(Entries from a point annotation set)
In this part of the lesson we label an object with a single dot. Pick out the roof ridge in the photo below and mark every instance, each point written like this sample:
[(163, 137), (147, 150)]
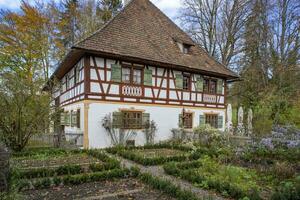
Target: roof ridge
[(105, 25)]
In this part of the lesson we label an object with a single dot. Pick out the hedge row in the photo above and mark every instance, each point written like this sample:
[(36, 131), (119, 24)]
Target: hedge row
[(150, 161), (184, 171), (46, 152), (72, 179), (164, 186)]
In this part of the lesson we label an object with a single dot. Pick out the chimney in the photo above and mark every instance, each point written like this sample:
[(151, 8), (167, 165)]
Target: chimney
[(125, 2)]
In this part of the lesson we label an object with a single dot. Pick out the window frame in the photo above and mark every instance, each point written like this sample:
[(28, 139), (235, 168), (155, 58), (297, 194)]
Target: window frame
[(187, 120), (131, 75), (212, 120), (127, 123), (207, 85), (186, 77)]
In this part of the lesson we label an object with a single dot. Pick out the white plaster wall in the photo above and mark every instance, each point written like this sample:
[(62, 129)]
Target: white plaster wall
[(166, 118), (75, 107)]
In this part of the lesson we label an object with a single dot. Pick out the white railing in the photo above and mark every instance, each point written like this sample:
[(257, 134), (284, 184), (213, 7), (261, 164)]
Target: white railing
[(209, 98), (132, 91)]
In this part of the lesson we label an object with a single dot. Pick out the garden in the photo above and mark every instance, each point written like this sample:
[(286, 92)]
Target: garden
[(51, 173)]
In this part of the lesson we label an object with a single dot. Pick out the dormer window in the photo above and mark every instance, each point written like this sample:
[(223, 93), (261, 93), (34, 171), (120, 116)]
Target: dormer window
[(184, 48)]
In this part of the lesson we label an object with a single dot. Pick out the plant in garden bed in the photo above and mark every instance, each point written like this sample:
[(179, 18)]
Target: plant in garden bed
[(230, 181), (72, 179), (46, 172), (131, 155), (163, 185), (288, 190)]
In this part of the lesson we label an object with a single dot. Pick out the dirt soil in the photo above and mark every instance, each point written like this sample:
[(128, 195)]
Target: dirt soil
[(121, 189)]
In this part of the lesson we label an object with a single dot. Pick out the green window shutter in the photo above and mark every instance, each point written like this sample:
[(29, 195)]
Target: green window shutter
[(78, 118), (180, 121), (220, 121), (179, 81), (73, 118), (116, 73), (67, 119), (202, 120), (117, 120), (148, 77), (220, 86), (62, 119), (199, 84), (146, 120)]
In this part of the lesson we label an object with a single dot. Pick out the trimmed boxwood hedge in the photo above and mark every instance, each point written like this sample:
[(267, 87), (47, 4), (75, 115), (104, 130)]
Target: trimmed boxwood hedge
[(128, 153), (108, 164), (72, 179), (186, 172), (164, 186)]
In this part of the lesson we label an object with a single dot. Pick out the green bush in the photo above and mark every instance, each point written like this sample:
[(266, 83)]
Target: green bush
[(228, 180), (167, 187), (46, 172), (289, 190), (73, 179), (150, 161)]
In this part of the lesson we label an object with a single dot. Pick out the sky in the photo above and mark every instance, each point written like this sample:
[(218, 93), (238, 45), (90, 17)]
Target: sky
[(169, 7)]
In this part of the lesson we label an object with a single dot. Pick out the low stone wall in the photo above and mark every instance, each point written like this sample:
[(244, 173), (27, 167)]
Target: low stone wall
[(4, 167)]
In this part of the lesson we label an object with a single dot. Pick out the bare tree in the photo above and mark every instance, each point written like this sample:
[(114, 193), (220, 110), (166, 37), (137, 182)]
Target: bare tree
[(217, 26)]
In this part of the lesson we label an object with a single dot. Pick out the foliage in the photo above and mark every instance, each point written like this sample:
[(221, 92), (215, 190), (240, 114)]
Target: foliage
[(150, 132), (131, 155), (73, 179), (207, 173), (208, 135), (289, 190), (118, 136), (167, 187), (26, 110), (46, 172)]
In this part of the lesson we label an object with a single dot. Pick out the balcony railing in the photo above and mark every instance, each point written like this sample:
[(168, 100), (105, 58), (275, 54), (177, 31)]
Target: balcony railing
[(209, 98), (132, 91)]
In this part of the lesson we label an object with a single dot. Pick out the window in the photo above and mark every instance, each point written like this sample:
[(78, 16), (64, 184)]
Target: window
[(131, 75), (212, 120), (210, 86), (126, 75), (186, 82), (186, 48), (137, 76), (186, 120), (213, 87), (132, 120)]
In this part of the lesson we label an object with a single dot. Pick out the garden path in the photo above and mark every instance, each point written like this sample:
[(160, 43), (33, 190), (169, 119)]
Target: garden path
[(158, 171)]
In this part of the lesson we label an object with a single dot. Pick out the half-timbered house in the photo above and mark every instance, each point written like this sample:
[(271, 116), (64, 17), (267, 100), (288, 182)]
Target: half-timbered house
[(139, 67)]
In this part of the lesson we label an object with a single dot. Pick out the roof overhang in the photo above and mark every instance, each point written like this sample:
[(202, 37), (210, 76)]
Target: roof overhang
[(157, 63)]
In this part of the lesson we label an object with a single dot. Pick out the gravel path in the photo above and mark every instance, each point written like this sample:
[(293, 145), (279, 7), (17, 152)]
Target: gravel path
[(158, 171)]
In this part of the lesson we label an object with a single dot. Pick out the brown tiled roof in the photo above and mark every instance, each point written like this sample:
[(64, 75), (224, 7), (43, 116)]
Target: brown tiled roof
[(142, 31)]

◆ **What is asked**
Reproduce each entry verbatim, excluding any embedded images.

◆ **Right answer**
In this part of the lesson we label an object with a single dot. Pick out the roof ridge in the photo below and mark every instance, each point written like this sample:
[(163, 137), (147, 150)]
Target: roof ridge
[(105, 25)]
In this part of the lesson we label an object with a single dot. Pick out the hedge row in the photo above and mark every instance, each point written like this sample:
[(36, 131), (119, 24)]
Target: hedge row
[(150, 161), (184, 171), (46, 152), (72, 179), (164, 186)]
In this part of the lesson we label an object with a single dot. Pick out the chimney in the photo above and mark every instance, each point written like this sample:
[(151, 8), (167, 165)]
Target: chimney
[(125, 2)]
In this part of the lesson we label an object with a single dot. Pick out the window frame in the photo above and mark every instance, each point written like this sample:
[(28, 139), (235, 168), (155, 58), (297, 194)]
Target: window frame
[(187, 120), (131, 75), (212, 120), (127, 123), (207, 85), (186, 77)]
In this part of the lesson we label an object with a single dot. Pick out the white plaster wall in the photo above and mark every instance, each point written like this sample:
[(62, 129)]
Target: white plaster wall
[(166, 118), (75, 107)]
In this part of the lesson we label an object with a single dot. Pick out the white railing in the photo above and mark every instance, each point written like this sample:
[(257, 134), (284, 184), (213, 7), (261, 164)]
Target: white railing
[(209, 98), (132, 91)]
In this part of the lesson we label an object with a single dot. Pick out the garden in the photo above and mark every instance, each point written like this sample:
[(286, 92)]
Target: garden
[(51, 173)]
In this part of the lesson we label an object with a single dot. Pick out the dormer window in the photo above and mark every instance, each point written like this sample:
[(223, 93), (261, 93), (34, 171), (120, 116)]
Target: dormer window
[(184, 48)]
In this part of the lesson we label an object with a single dot. Pick out the plant in garden bed in the photo above and mark every instance, each point written like this sample:
[(179, 18)]
Target: plant in garden bed
[(230, 181), (72, 179), (46, 172), (131, 155), (163, 185), (288, 190)]
In this part of the lesson we label an object with a single dot. Pick out the dirt soil in the photo above and mark every instance, each point written like this sample:
[(128, 195)]
Target: dirt soil
[(121, 189)]
In this part of the lesson we label an object with a single dot. Pick out the green window shutter in the photo above and mark every instance, each point written like this sample:
[(29, 195)]
Target: green window shutter
[(78, 118), (180, 121), (220, 121), (179, 81), (73, 118), (116, 73), (67, 119), (202, 120), (117, 120), (148, 77), (220, 86), (62, 119), (199, 84), (146, 120)]
In this part of the lesson we label an object with a single dot. Pick out the trimmed boxwood hedge in the photo above and mark every instance, each point written like this sample:
[(267, 87), (47, 4), (75, 115), (104, 130)]
Target: trimmed boxwood hedge
[(128, 153), (108, 164), (72, 179), (186, 172), (164, 186)]
In this part of the lesson we label an object with a single dot. Pick out the green bush in the photo above and mark every instance, each point written like this sample:
[(266, 83)]
Target: green bush
[(228, 180), (167, 187), (46, 172), (289, 190), (73, 179), (150, 161)]
In this part of the lesson we label an object with a single dot. Pick out the sky in the photo above and mark every instance, each point written like this sample:
[(218, 93), (238, 45), (90, 17)]
Target: sky
[(169, 7)]
In this part of the lesson we label an object with a single dot. Pick out the low stone wall in the photo above and mark every instance, each point written like this sample:
[(244, 173), (27, 167)]
Target: low stone wall
[(4, 167)]
In this part of the lesson we label an object with a single dot. Pick out the bare tree in the photo above and mark every instance, each point written like this sample:
[(114, 193), (220, 110), (166, 37), (137, 182)]
Target: bare tree
[(217, 26)]
In this part of the lesson we label an object with a single dot. Pick out the foliage in the photo above and mark every instance, each point written like this sample:
[(221, 92), (215, 190), (240, 114)]
Target: foliage
[(150, 132), (131, 155), (73, 179), (207, 173), (208, 135), (289, 190), (118, 136), (167, 187), (26, 110), (46, 172)]
In this part of the lesson we label an object with a single dot. Pick out the balcony railing in the photo above and mark every instance, each point written like this sample:
[(168, 100), (105, 58), (275, 54), (177, 31)]
Target: balcony railing
[(209, 98), (132, 91)]
In this part of the lesson we label an object with a single dot. Pick out the window in the photo above and mark every instance, each point written like this sample:
[(78, 16), (64, 184)]
Target: window
[(131, 75), (212, 120), (210, 86), (126, 75), (186, 82), (186, 48), (137, 76), (186, 120), (213, 87), (132, 120)]
In this part of the lesson we label an object with a single dot. Pick out the garden path in the photo above and mark every instance, each point written like this sample:
[(160, 43), (33, 190), (169, 119)]
Target: garden path
[(158, 171)]
In this part of the lesson we label an object with a single dot. Pick out the half-timbered house in the photo above and mark every instance, each point written like this sample:
[(271, 116), (64, 17), (267, 100), (288, 182)]
Target: half-timbered house
[(139, 67)]
In this part of the lesson we label an object with a single dot. Pick out the roof overhang in the photo above and mark every instance, each point written like this sample:
[(202, 37), (210, 76)]
Target: roof overhang
[(157, 63)]
In this part of the lesson we label an object with a single dot. Pick out the gravel path in the photo above and mark every instance, each point written like this sample:
[(293, 145), (279, 7), (17, 152)]
Target: gravel path
[(158, 171)]
In this part of the lesson we label an object with a single dot. Pick out the brown tiled roof in the photo above and mark every instance, each point written like this sample:
[(64, 75), (224, 7), (43, 116)]
Target: brown tiled roof
[(142, 31)]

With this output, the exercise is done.